### STUDY TEXT
════

Cell division is essential for cellular life, from single-celled organisms to higher-order metazoans. To support cellular and organism function – including proliferation, genomic information must be duplicated precisely once under highly regulated conditions to ensure genetic integrity. Dysregulation in this process can have detrimental consequences, such as carcinogenesis and developmental disorders.
Across the tree of life, DNA replication initiates from discrete sites (known as origins). These are recognised by specific protein initiators that collaborate with co-factor proteins to load the machinery used for DNA replication. The core of this machinery is the replicative helicase, essential for unwinding duplex DNA to allow for semiconservative bidirectional replication.

════

Data items:
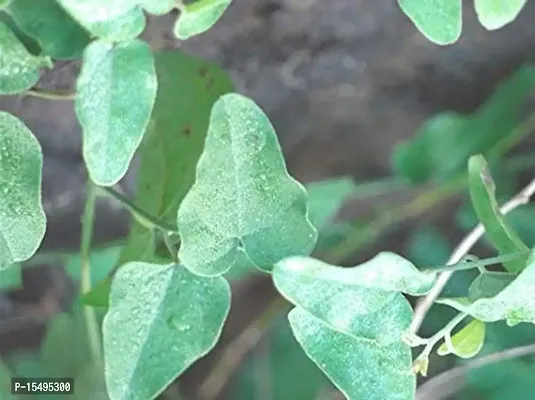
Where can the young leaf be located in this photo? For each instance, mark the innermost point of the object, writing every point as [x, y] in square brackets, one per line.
[489, 284]
[359, 368]
[495, 14]
[243, 196]
[466, 343]
[19, 70]
[11, 277]
[199, 16]
[341, 296]
[174, 140]
[439, 20]
[57, 33]
[116, 89]
[22, 219]
[515, 303]
[161, 319]
[442, 147]
[498, 230]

════

### TASK 1
Print everything in the DNA replication text from "Cell division is" down to "semiconservative bidirectional replication.".
### TASK 2
In the DNA replication text, what is named as the core of the machinery used for DNA replication?
### TASK 3
Write the next part of the DNA replication text, starting after its last sentence.

### ANSWER SECTION 1
Cell division is essential for cellular life, from single-celled organisms to higher-order metazoans. To support cellular and organism function – including proliferation, genomic information must be duplicated precisely once under highly regulated conditions to ensure genetic integrity. Dysregulation in this process can have detrimental consequences, such as carcinogenesis and developmental disorders.
Across the tree of life, DNA replication initiates from discrete sites (known as origins). These are recognised by specific protein initiators that collaborate with co-factor proteins to load the machinery used for DNA replication. The core of this machinery is the replicative helicase, essential for unwinding duplex DNA to allow for semiconservative bidirectional replication.

### ANSWER SECTION 2
The replicative helicase.

### ANSWER SECTION 3
This research set out to examine the mechanistic aspects behind origin recognition and helicase loading using human proteins. Full-length H. sapiens proteins were purified and tested using a newly established in vitro method to assess helicase loading. Using a combination of biochemical and structural approaches, intermediates during the helicase loading process were studied in greater detail. Regulation of DNA replication is highly dependent on intrinsic ATP hydrolysis of these proteins, although the precise mechanisms behind this are not well-defined. Using hydrolysis mutants, we were able to study how coordinated ATP hydrolysis contributes to helicase loading, as well as identifying and trapping short-lived intermediates during this process.
Taken together, the results and methodologies in this thesis provide fundamental insight into how human replication machinery is assembled on a molecular level and how individual characteristics of these proteins contribute to faithful and efficient replication of the genome.